→ **Tasks to complete**:
**1.** In the passage on "cannot but," in what year did The Foundations of Rhetoric compare the expressions "Can But" and "Cannot But"?
**2.** From the passage on "cannot but," reproduce the part starting at "In 1846, the Horatii" and ending at "weep, my lady.", substituting "my mistress" for each occurrence of "my lady".

→ **Document excerpt**:
======

French's 'ne explétif' in English?

Cannot but behaves as a set phrase in English:

Idioms

  1. cannot but, have no alternative but to:

The double negative with but is used to convey an ambivalence toward the inescapable outcome, and adding the word help to form cannot help but, seems to multiply the emotional intensity of that ambiguity. In 1892, The Foundations of Rhetoric pp. 161-162 compared the expressions "Can But" and "Cannot But"

"Can but" brings before the mind only one possibility; "cannot but" suggests two opposite courses, but affirms that in the case in hand only one of these is possible...

"You cannot but realize that you are" means you cannot help realizing that you are, you cannot believe that you are not.

"You can but realize that you are", means you can only realize, you cannot do more than realize, that you are...

"He could not but speak" is equivalent to "He could not help but speak," Help...is tautological.

In 1846, the Horatii Tragedy uses the phrase cannot help but, in a dialogue to evoke the emotional compulsion of fear:

Horatia: What, art thou weeping?

Mysis: Yes, my lady.

Horatia: What ails the? What's amiss?

Mysis: Nay, I cannot help but weep, my lady.

Horatia: But tell me thy sorrow, good wench ; peradventure I may comfort thee.

Mysis: Why, to be plain with thee, sweet mistress ; I am weeping about Bubo...I have bethought me of so many risks, and perils, and dangers, and mischiefs, the which poor Bubo may run against, I cannot help but weep.

Again in 1846, The Christian expresses emotional ambivalence in a religious conflict:

I cannot think, or feel, or talk, or act on this principle at all. My thoughts, my feeling, my talk, my actions, go all on the opposite principle of liberty. I cannot help but feel that there are some things which deserve blame, and others which deserve praise. I cannot help blaming myself, if I do wrong, and I cannot help praising or approving myself, if I do right. And I cannot help feeling that there is a difference between right and wrong.

Beuachampe in 1856, uses the expression to capture an internal conflict with fate:

I can not help but tell it. An instinct, which I dare not disobey, commands me; and truly, when I think of the instinct which told me that you would come--made you known to me as the avenger from the first moment when I saw you--and has thus forced you, as it were, in my own despite, upon my fearful secret--I almost feel as if there is a divine, at least a fated compulsion...

Almost every use in written English was in the context of emotional ambivalence, conflict or compulsion:

In 1892, A Doctor of the Indiana State Medical Association expressed his ambivalence while confronting a prevailing medical opinion on the treatment of pelvic peritonitis:

I have seen so many of these cases operated upon, so many that had previously been tested with electricity and not made better, but made worse, that I can not help but believe that it is good doctrine, when you have a case of recurring attacks of pelvic peritonitis, "hands off" with your electric machine.

======

→ **Supplied records**:

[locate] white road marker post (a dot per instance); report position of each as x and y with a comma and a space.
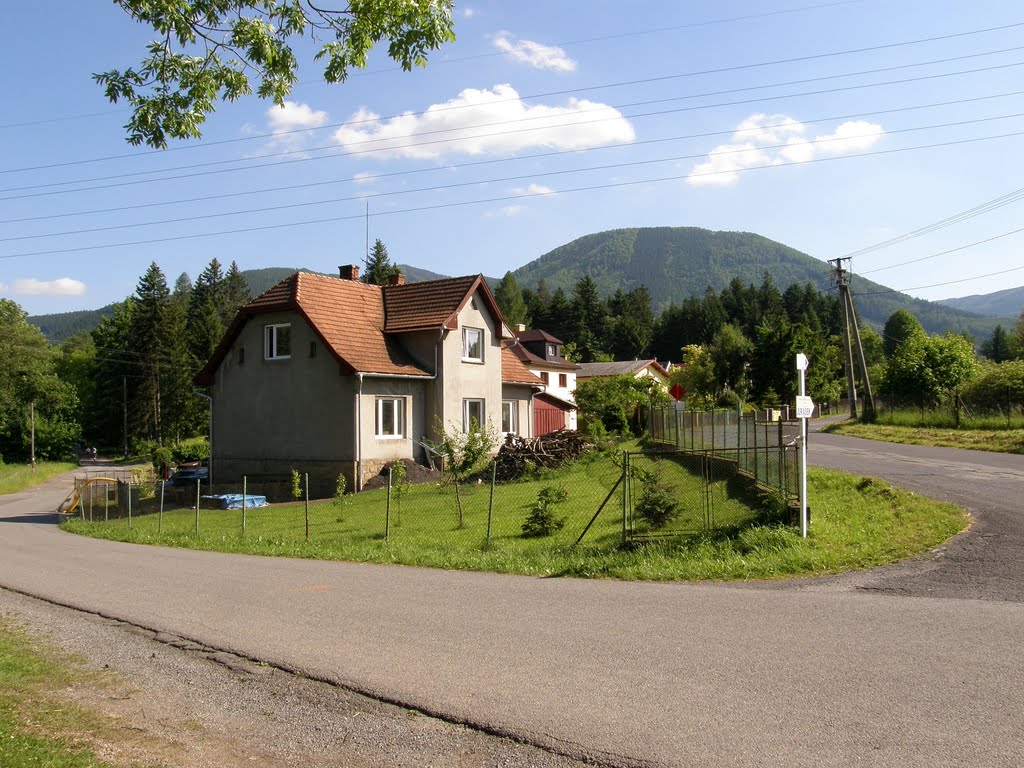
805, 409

======

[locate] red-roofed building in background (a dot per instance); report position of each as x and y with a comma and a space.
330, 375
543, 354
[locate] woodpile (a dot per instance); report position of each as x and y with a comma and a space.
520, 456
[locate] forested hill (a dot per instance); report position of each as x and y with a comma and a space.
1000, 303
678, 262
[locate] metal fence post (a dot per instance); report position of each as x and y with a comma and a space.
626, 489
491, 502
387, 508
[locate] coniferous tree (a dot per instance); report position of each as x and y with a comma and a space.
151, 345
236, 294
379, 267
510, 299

======

→ **Solutions to the problems**:
**1.** 1892

**2.**
In 1846, the Horatii Tragedy uses the phrase cannot help but, in a dialogue to evoke the emotional compulsion of fear:

Horatia: What, art thou weeping?

Mysis: Yes, my mistress.

Horatia: What ails the? What's amiss?

Mysis: Nay, I cannot help but weep, my mistress.